WRITTEN EXERCISE 1: Rewrite the records starting at their first line and ending at the line containing "[298,0,378,284]", with "chairlift seat" changed to "chair seat" and nothing else altered.

EXCERPTED TEXT:
Article | Turkey and the Battle for Kobane by Soner Cagaptay | October 8, 2014

Soner Cagaptay is the Beyer Family Fellow and director of the Turkish Research Program at The Washington Institute, and author of "The Rise of Turkey: The Twenty First-Century's First Muslim Power" (http://washin.st/RiseofTurkey), published by Potomac Books.

Turkey's primary objective in Syria is to oust the Assad regime, so it is unlikely to materially help the besieged enclave without U.S. and Kurdish commitments toward that goal.

In the past week, the Islamic State of Iraq and al-Sham (ISIS) launched another major offensive against the Kurdish-declared canton of Kobane (a.k.a. Ain al-Arab) in northern Syria. The group is now threatening to overrun this area, which is controlled by the Democratic Union Party (PYD), a Syrian Kurdish faction affiliated with the Kurdistan Workers Party (PKK), a militant Turkish group. In response, the United States has launched airstrikes against ISIS military assets around Kobane. Yet Turkey, which nominally joined the U.S.-led coalition against the group on September 5, has been watching the battle from the sidelines. Ankara is also refusing to allow PKK members to cross into Syria to prevent Kobane's fall.

ROWS:
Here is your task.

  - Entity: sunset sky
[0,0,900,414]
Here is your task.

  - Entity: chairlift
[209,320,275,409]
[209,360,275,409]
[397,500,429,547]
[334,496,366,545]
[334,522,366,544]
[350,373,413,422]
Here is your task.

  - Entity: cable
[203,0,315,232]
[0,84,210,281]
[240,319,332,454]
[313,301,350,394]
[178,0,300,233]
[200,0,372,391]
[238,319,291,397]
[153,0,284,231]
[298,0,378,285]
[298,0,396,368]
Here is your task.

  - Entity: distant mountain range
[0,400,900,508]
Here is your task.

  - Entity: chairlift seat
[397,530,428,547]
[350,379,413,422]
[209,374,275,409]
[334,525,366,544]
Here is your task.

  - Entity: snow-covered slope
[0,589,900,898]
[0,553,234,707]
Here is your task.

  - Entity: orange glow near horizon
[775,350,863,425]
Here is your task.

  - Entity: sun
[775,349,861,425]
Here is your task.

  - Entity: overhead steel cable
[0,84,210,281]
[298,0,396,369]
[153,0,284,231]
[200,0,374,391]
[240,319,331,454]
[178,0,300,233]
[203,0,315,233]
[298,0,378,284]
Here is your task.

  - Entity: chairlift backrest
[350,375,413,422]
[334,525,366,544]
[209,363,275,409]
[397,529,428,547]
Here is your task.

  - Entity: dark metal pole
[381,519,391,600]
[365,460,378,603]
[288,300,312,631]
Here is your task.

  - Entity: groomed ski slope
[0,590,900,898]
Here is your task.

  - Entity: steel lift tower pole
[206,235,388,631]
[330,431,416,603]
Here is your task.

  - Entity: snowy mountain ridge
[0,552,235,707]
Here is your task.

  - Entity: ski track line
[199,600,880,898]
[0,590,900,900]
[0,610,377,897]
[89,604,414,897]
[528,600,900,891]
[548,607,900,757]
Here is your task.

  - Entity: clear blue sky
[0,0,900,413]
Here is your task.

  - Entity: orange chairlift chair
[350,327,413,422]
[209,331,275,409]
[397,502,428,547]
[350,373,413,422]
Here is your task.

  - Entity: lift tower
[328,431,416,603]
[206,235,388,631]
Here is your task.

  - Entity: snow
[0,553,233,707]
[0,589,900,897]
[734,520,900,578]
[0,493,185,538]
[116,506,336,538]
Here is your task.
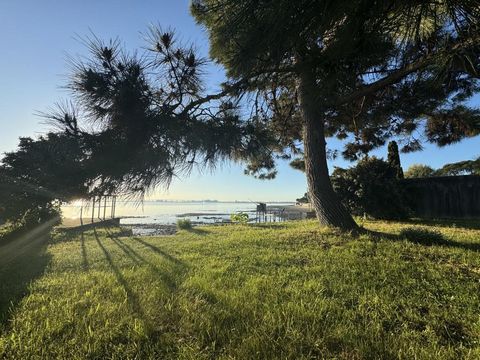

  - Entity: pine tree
[387,140,403,179]
[192,0,480,230]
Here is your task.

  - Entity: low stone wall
[403,175,480,218]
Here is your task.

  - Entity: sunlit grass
[0,221,480,359]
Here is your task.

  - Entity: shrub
[230,212,248,224]
[331,157,409,219]
[405,164,435,179]
[177,219,192,230]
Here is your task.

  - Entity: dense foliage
[435,157,480,176]
[331,157,409,219]
[0,133,87,225]
[405,164,435,179]
[192,0,480,229]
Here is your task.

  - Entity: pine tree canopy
[192,0,480,170]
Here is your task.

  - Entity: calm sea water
[62,200,294,225]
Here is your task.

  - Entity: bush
[177,219,192,230]
[405,164,435,179]
[230,212,248,224]
[331,157,409,219]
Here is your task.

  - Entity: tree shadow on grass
[93,228,146,320]
[402,219,480,230]
[131,237,186,267]
[364,226,480,252]
[0,222,53,328]
[107,231,186,291]
[184,227,211,236]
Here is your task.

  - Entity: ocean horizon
[62,200,295,225]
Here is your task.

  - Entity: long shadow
[93,228,146,321]
[185,228,210,236]
[396,219,480,230]
[0,223,52,329]
[131,237,186,267]
[107,231,185,290]
[363,227,480,252]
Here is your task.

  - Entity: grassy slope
[0,221,480,359]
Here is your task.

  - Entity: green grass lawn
[0,221,480,359]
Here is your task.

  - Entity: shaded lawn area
[0,221,480,359]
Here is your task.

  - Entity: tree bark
[298,71,358,231]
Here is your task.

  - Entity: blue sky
[0,0,480,201]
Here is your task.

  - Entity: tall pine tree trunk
[298,71,357,230]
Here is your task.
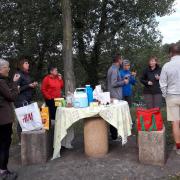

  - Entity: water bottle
[86,85,93,105]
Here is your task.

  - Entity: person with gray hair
[159,43,180,155]
[0,59,19,180]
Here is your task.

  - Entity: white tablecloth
[52,101,132,159]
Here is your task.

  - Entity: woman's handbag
[136,108,163,131]
[15,102,43,131]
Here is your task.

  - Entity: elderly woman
[14,57,38,145]
[0,59,19,179]
[41,66,64,120]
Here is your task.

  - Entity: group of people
[107,43,180,155]
[0,58,64,179]
[0,44,180,179]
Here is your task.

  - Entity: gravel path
[9,135,180,180]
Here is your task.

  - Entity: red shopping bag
[136,108,163,131]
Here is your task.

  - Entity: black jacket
[0,76,18,125]
[140,66,161,94]
[14,71,33,107]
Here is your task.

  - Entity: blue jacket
[119,70,136,96]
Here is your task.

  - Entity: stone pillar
[21,128,54,165]
[84,117,108,157]
[138,127,166,166]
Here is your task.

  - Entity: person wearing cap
[140,56,162,108]
[119,59,136,106]
[41,66,64,120]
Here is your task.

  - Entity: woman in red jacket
[41,66,64,119]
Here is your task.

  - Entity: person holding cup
[41,66,64,120]
[140,56,162,108]
[119,59,136,107]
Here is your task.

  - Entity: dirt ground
[9,134,180,180]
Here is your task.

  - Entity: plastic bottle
[86,85,93,105]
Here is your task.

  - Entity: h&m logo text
[23,113,33,123]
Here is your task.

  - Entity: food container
[73,88,88,108]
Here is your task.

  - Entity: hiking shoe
[0,170,17,180]
[176,149,180,155]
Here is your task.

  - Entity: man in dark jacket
[0,59,19,180]
[107,55,127,140]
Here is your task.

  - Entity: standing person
[160,43,180,155]
[140,56,162,108]
[107,55,128,140]
[41,66,64,120]
[0,59,19,180]
[119,60,136,107]
[14,58,38,144]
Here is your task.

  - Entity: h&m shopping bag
[136,108,163,131]
[15,102,43,131]
[40,106,50,130]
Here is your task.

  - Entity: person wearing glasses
[14,57,38,145]
[0,59,20,180]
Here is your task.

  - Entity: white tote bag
[15,102,43,131]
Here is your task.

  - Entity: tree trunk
[62,0,75,95]
[88,0,108,86]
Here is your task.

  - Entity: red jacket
[41,75,64,100]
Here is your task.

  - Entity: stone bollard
[84,117,108,157]
[138,127,166,166]
[21,124,54,165]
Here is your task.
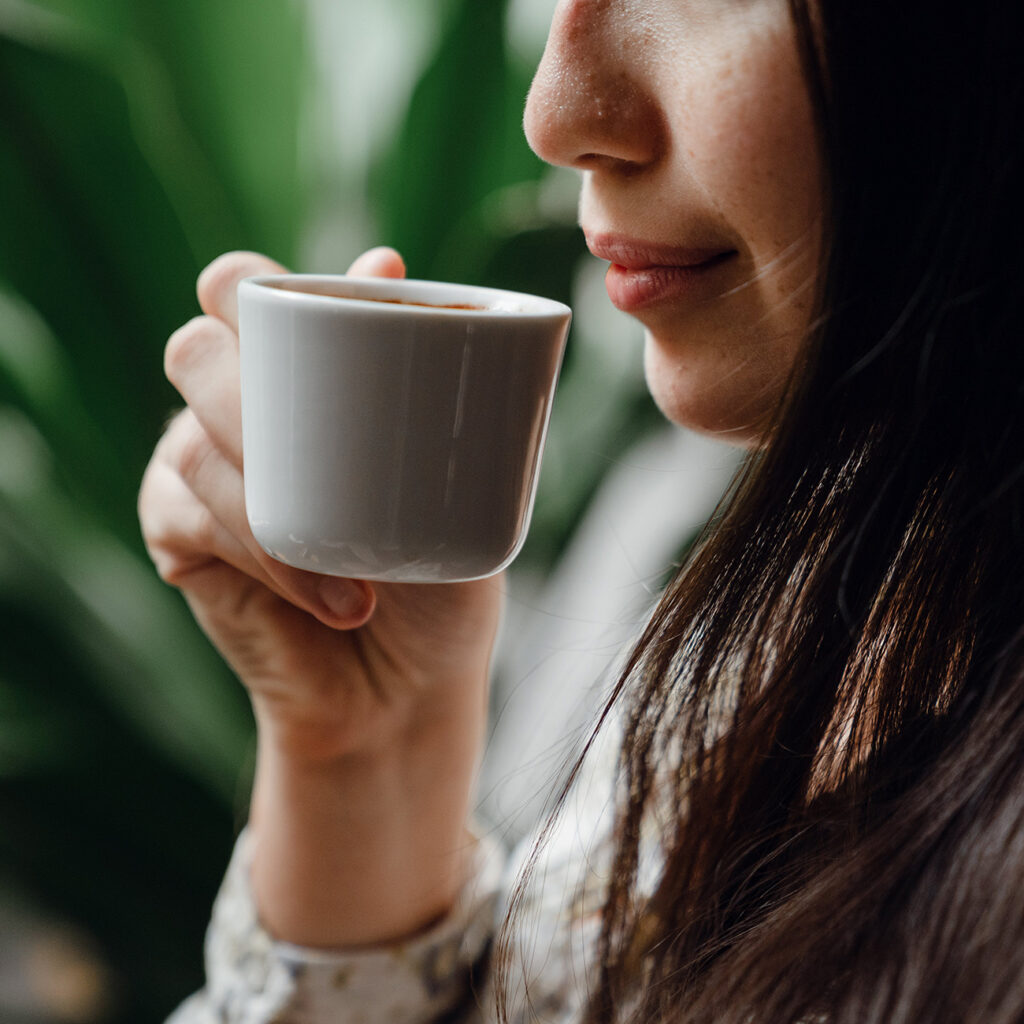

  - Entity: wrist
[251,696,482,948]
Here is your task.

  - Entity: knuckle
[177,423,214,484]
[164,316,219,385]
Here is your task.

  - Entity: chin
[647,359,773,449]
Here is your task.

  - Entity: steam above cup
[239,274,571,583]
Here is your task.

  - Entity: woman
[140,0,1024,1024]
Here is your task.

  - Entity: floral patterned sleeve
[167,833,505,1024]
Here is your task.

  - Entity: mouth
[587,233,738,313]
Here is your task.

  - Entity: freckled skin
[525,0,822,444]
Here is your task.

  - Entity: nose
[523,0,666,172]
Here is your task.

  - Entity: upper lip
[585,232,734,270]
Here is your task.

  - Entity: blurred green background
[0,0,656,1024]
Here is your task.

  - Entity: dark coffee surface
[264,281,487,312]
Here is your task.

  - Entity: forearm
[251,688,483,948]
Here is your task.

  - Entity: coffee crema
[264,281,489,312]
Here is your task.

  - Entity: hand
[139,249,501,944]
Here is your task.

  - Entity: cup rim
[239,273,572,318]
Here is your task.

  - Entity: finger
[348,246,406,278]
[138,460,258,590]
[151,410,376,630]
[196,252,287,333]
[164,316,242,469]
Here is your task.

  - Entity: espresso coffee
[270,284,487,312]
[239,275,570,583]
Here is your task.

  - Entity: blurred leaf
[373,0,543,284]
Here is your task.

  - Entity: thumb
[348,246,406,278]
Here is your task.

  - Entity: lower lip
[604,252,736,313]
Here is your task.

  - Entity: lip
[587,233,737,313]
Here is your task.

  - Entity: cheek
[644,332,796,445]
[687,30,822,269]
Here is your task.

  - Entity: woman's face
[525,0,822,443]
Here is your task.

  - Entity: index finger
[196,252,287,334]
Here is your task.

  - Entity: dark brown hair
[499,0,1024,1024]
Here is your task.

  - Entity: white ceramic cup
[239,274,571,583]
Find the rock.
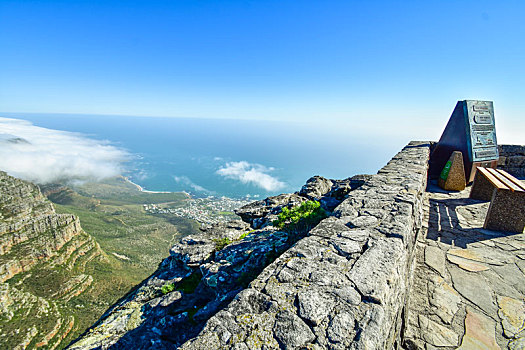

WRITTEN EXERCISE 2: Pick up the article on Turkey and the battle for Kobane right after its final sentence and write the next part.

TASK RESPONSE 1:
Here is your task.

  - Entity: sunset sky
[0,0,900,414]
Here is your task.

  - Entity: chairlift
[209,320,275,409]
[209,360,275,409]
[397,500,429,547]
[334,496,366,545]
[334,522,366,544]
[350,373,413,422]
Here is your task.

  - Entity: cable
[203,0,315,232]
[0,84,210,281]
[240,319,332,454]
[313,301,350,394]
[178,0,300,233]
[200,0,372,391]
[238,319,291,397]
[153,0,284,231]
[298,0,378,285]
[298,0,396,368]
Here is your task.

  - Entity: distant mountain range
[0,400,900,508]
Here is your task.

  - Entity: chair seat
[397,530,428,547]
[350,379,413,422]
[209,374,275,409]
[334,525,366,544]
Here is your task.

  - Entity: snow-covered slope
[0,589,900,898]
[0,553,234,707]
Here is your task.

  - Entity: orange glow near horizon
[775,350,863,425]
Here is your task.

  - Entity: sun
[775,349,861,425]
Here is your task.

  - Entity: overhead steel cable
[0,84,210,281]
[298,0,396,369]
[153,0,284,231]
[200,0,374,391]
[240,319,331,454]
[178,0,300,233]
[203,0,315,233]
[298,0,378,284]

TASK RESPONSE 2:
In July 2012, the PKK and PYD assumed joint control of the Kurdish regions of northern Syria -- Afrin, Kobane, and Jazirah -- declaring them as cantons. Flanked by ISIS on three sides and bordering Turkey to the north, Kobane is the most vulnerable of these regions, and forces from the self-styled "Islamic State" have been pressing to capture it for over a year. ISIS has bolstered its efforts in recent days, hoping to offset its recent losses in Iraq with a potential victory in northern Syria.